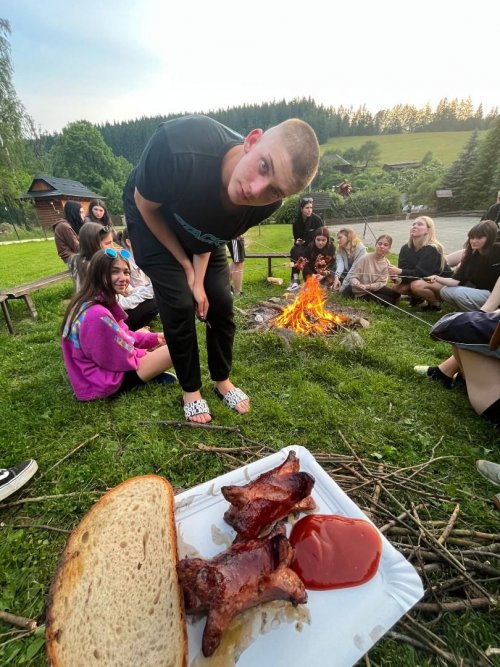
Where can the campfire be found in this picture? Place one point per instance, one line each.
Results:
(308, 314)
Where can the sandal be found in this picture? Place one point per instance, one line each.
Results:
(232, 398)
(198, 407)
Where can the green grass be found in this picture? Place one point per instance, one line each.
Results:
(24, 262)
(444, 146)
(302, 395)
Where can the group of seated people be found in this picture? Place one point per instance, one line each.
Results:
(108, 278)
(424, 272)
(467, 279)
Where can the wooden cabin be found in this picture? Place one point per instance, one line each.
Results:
(49, 194)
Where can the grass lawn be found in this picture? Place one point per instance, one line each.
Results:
(314, 393)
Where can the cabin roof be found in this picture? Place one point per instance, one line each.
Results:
(45, 187)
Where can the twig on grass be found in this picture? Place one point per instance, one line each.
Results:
(211, 427)
(35, 525)
(82, 444)
(40, 499)
(449, 526)
(28, 624)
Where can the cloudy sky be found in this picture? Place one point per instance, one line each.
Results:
(112, 60)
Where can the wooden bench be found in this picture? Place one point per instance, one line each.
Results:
(25, 291)
(269, 256)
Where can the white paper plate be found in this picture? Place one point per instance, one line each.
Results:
(343, 623)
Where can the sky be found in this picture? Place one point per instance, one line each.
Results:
(114, 60)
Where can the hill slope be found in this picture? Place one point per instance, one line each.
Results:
(444, 146)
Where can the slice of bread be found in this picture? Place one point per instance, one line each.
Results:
(115, 598)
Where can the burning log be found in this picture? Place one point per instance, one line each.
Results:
(308, 315)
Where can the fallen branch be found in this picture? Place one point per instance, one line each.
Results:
(449, 526)
(36, 525)
(82, 444)
(28, 624)
(211, 427)
(459, 605)
(39, 499)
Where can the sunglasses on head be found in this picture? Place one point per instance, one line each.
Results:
(113, 254)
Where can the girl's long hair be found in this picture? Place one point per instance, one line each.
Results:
(486, 228)
(96, 287)
(72, 215)
(353, 239)
(430, 238)
(91, 235)
(105, 220)
(329, 249)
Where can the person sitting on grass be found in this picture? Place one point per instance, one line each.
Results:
(304, 226)
(475, 337)
(102, 356)
(350, 251)
(93, 237)
(422, 256)
(479, 270)
(139, 301)
(319, 258)
(369, 282)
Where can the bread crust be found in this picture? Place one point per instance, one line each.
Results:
(115, 598)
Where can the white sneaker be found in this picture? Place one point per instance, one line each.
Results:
(12, 479)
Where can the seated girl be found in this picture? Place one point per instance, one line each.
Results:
(479, 270)
(350, 251)
(369, 281)
(93, 237)
(421, 257)
(319, 258)
(475, 343)
(139, 300)
(102, 356)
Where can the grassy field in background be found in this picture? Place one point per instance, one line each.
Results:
(445, 146)
(303, 394)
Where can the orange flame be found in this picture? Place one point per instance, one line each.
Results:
(307, 314)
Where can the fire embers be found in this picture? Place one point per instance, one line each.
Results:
(308, 315)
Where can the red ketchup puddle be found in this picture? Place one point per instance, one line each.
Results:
(333, 551)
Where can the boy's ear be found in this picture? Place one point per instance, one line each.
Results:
(252, 138)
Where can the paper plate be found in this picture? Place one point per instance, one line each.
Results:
(335, 627)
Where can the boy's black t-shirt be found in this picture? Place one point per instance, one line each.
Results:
(181, 169)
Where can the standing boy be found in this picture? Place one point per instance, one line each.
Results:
(197, 186)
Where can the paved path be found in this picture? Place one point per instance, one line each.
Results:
(451, 231)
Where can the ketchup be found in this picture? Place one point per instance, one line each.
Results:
(333, 551)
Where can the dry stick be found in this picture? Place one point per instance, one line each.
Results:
(72, 452)
(449, 526)
(223, 450)
(376, 494)
(41, 498)
(19, 621)
(473, 603)
(448, 556)
(35, 525)
(211, 427)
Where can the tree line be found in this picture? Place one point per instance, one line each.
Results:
(101, 156)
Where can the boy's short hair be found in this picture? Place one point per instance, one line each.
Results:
(303, 147)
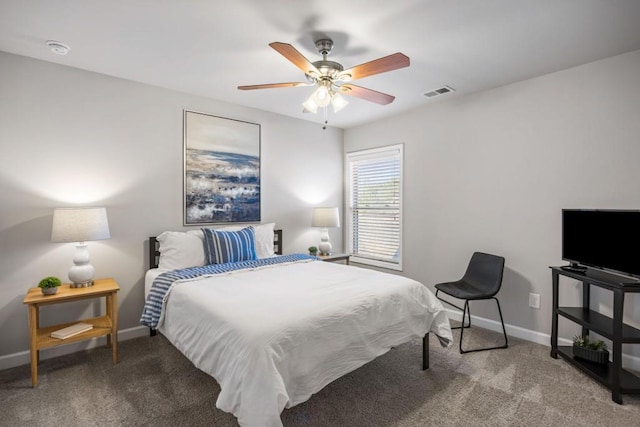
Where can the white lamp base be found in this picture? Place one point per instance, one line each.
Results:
(325, 245)
(82, 272)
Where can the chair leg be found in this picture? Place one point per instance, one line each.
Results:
(468, 325)
(504, 331)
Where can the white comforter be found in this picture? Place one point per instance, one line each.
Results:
(274, 336)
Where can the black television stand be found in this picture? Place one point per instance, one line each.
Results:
(612, 374)
(575, 268)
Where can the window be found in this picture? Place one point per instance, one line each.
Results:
(374, 206)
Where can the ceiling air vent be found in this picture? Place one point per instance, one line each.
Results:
(440, 91)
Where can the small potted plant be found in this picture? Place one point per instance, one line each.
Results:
(49, 285)
(593, 351)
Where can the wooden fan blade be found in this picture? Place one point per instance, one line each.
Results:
(292, 54)
(377, 66)
(367, 94)
(274, 85)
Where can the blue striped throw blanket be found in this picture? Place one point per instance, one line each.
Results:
(155, 300)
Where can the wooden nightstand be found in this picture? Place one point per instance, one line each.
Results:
(104, 325)
(335, 257)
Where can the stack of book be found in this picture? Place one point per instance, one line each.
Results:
(72, 330)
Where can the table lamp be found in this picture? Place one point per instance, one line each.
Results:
(325, 218)
(80, 225)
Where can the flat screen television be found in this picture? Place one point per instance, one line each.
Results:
(608, 240)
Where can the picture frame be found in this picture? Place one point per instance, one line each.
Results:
(221, 170)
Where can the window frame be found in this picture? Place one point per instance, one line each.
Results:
(385, 151)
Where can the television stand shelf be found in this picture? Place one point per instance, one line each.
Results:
(611, 375)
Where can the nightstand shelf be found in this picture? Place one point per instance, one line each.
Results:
(101, 327)
(106, 325)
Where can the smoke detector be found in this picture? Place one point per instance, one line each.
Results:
(439, 91)
(58, 48)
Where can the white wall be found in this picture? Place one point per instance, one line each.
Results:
(492, 171)
(70, 137)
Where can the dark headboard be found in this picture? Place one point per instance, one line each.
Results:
(154, 252)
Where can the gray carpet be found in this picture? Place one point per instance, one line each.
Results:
(155, 385)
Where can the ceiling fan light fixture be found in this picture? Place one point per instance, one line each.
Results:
(322, 96)
(309, 106)
(338, 102)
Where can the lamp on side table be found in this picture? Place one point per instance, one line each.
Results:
(80, 225)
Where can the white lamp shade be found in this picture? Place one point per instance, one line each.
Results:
(326, 217)
(79, 224)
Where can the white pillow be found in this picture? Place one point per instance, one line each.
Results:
(264, 240)
(180, 250)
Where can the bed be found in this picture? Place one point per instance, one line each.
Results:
(275, 329)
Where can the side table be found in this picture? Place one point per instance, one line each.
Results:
(41, 338)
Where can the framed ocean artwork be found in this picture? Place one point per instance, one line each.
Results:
(221, 170)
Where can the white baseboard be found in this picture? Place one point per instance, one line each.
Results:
(628, 361)
(22, 357)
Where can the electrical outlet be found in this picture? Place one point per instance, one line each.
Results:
(534, 301)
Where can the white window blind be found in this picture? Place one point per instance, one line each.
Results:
(375, 206)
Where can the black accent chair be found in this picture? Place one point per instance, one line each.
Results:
(481, 281)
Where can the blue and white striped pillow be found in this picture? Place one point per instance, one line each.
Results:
(221, 247)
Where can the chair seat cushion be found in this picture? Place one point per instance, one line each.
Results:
(463, 290)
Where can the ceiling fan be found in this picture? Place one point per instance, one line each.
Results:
(331, 79)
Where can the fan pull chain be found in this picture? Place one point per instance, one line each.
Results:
(325, 118)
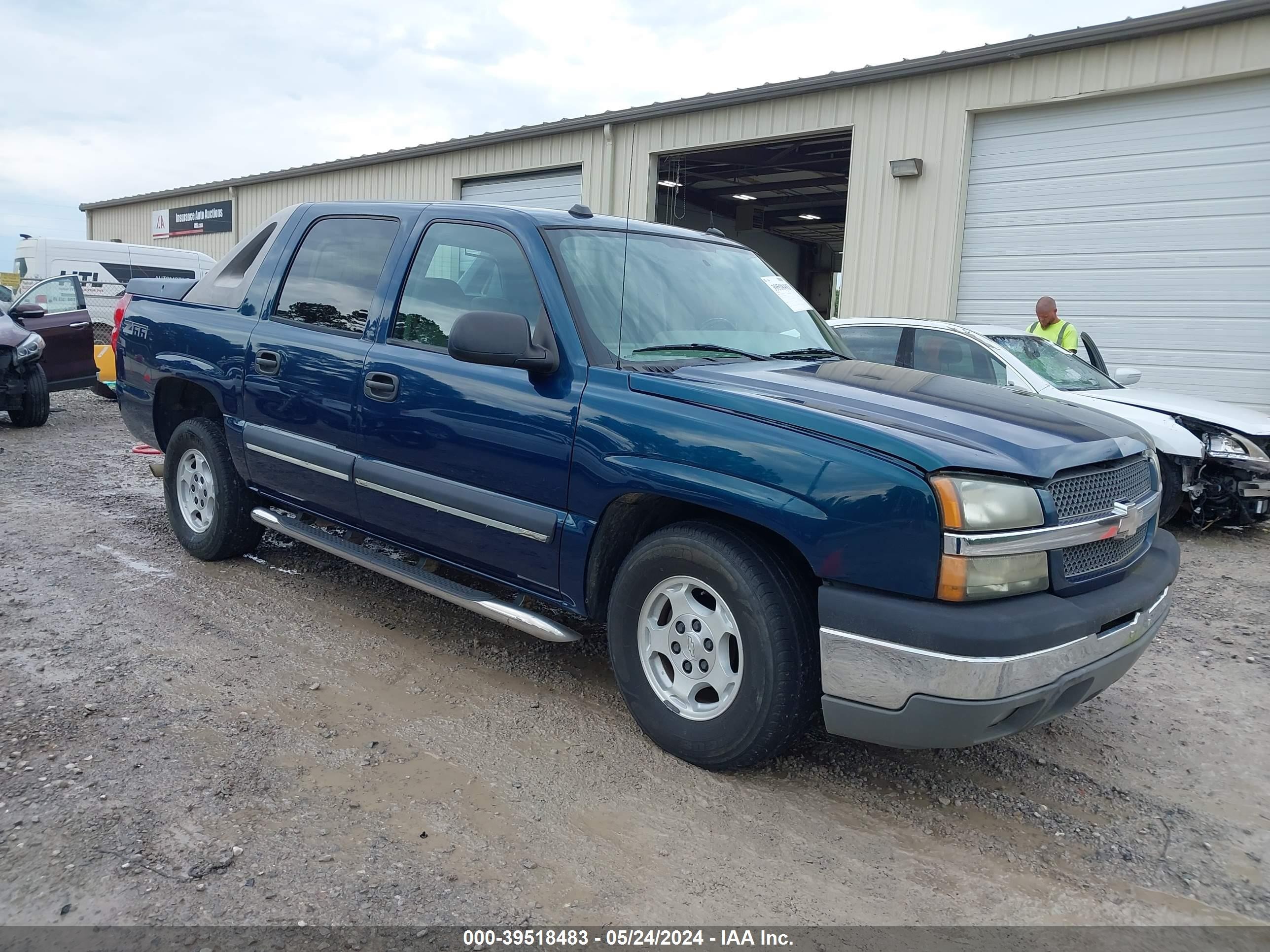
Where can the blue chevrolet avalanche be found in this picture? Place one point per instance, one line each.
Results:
(648, 426)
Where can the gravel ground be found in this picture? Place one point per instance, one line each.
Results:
(287, 738)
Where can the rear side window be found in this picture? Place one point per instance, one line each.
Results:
(876, 344)
(332, 280)
(462, 268)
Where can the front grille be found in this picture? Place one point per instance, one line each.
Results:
(1101, 555)
(1095, 493)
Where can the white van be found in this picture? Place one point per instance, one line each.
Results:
(105, 263)
(103, 268)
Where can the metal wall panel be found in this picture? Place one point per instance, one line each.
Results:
(130, 224)
(1146, 216)
(541, 190)
(902, 235)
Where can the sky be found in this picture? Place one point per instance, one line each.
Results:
(108, 100)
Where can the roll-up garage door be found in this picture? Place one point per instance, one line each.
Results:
(561, 188)
(1146, 216)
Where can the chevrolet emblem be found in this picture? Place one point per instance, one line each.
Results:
(1130, 518)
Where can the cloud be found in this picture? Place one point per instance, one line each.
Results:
(149, 96)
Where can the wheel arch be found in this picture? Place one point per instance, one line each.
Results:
(178, 400)
(634, 516)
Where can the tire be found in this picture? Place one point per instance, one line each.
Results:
(774, 646)
(1170, 490)
(215, 519)
(32, 408)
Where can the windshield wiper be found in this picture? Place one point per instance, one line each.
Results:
(810, 352)
(709, 348)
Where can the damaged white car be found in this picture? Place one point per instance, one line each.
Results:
(1214, 457)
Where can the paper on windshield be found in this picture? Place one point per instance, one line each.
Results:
(786, 292)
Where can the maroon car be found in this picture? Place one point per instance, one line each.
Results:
(46, 344)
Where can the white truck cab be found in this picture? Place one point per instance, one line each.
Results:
(105, 263)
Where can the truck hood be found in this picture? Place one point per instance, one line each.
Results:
(1231, 417)
(926, 419)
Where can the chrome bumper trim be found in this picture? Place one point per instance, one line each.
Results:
(887, 675)
(1126, 521)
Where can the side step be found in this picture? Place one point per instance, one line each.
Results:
(479, 602)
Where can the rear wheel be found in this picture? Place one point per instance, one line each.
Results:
(209, 506)
(713, 643)
(32, 408)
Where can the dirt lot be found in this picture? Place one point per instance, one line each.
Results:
(290, 738)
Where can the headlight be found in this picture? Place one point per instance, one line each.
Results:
(1222, 444)
(973, 578)
(32, 345)
(969, 504)
(973, 506)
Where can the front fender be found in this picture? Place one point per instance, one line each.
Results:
(1169, 436)
(858, 517)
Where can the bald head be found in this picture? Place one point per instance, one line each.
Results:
(1047, 311)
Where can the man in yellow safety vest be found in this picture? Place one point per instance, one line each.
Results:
(1047, 325)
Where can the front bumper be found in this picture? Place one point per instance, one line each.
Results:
(955, 686)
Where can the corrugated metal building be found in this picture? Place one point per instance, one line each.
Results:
(1123, 169)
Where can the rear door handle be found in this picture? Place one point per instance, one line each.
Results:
(382, 386)
(268, 362)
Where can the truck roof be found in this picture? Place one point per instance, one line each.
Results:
(556, 217)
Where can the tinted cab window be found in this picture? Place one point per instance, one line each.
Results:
(873, 343)
(954, 356)
(332, 280)
(462, 268)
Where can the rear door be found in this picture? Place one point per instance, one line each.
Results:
(305, 358)
(67, 329)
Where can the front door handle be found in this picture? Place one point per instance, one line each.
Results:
(382, 386)
(268, 362)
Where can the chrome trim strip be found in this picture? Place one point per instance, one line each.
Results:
(479, 602)
(1050, 537)
(887, 675)
(295, 461)
(451, 510)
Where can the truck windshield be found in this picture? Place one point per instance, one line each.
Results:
(642, 295)
(1061, 367)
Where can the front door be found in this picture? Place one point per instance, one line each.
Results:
(304, 362)
(56, 311)
(466, 461)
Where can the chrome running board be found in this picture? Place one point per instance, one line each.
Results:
(479, 602)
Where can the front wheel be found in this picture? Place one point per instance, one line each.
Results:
(32, 408)
(713, 644)
(209, 506)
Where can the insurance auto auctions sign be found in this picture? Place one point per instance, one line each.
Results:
(192, 220)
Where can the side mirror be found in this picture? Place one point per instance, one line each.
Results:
(503, 340)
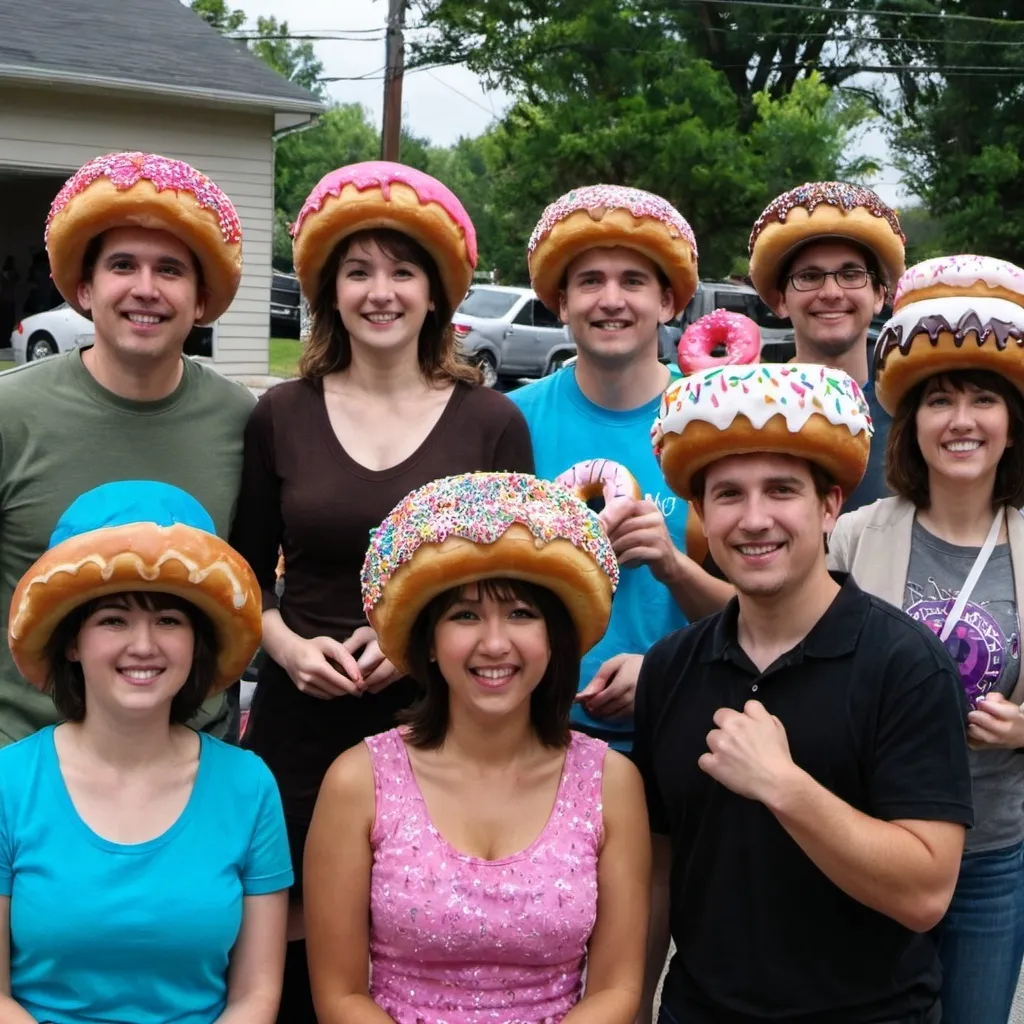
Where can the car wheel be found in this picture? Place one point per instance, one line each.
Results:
(559, 360)
(487, 367)
(40, 346)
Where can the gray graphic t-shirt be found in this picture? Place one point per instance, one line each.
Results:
(985, 645)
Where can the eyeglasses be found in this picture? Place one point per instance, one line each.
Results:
(849, 278)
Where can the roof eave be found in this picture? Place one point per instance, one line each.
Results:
(214, 97)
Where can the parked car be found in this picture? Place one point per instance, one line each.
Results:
(510, 334)
(285, 302)
(47, 333)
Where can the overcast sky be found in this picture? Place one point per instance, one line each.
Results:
(441, 104)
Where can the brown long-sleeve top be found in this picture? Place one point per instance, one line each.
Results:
(302, 492)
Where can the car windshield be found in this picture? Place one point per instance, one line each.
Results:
(487, 303)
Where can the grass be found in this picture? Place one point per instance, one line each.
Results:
(285, 356)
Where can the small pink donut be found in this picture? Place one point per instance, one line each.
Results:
(738, 333)
(600, 477)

◆ **Assigned task**:
Your answer should be the lines above that contain the word "seated", copied out.

◆ **Result for this task**:
Where can the group of seated people be found in this picture? Place one point per instance, one line each.
Where can the seated girl be found in this picture? Place one point per instance, one line each.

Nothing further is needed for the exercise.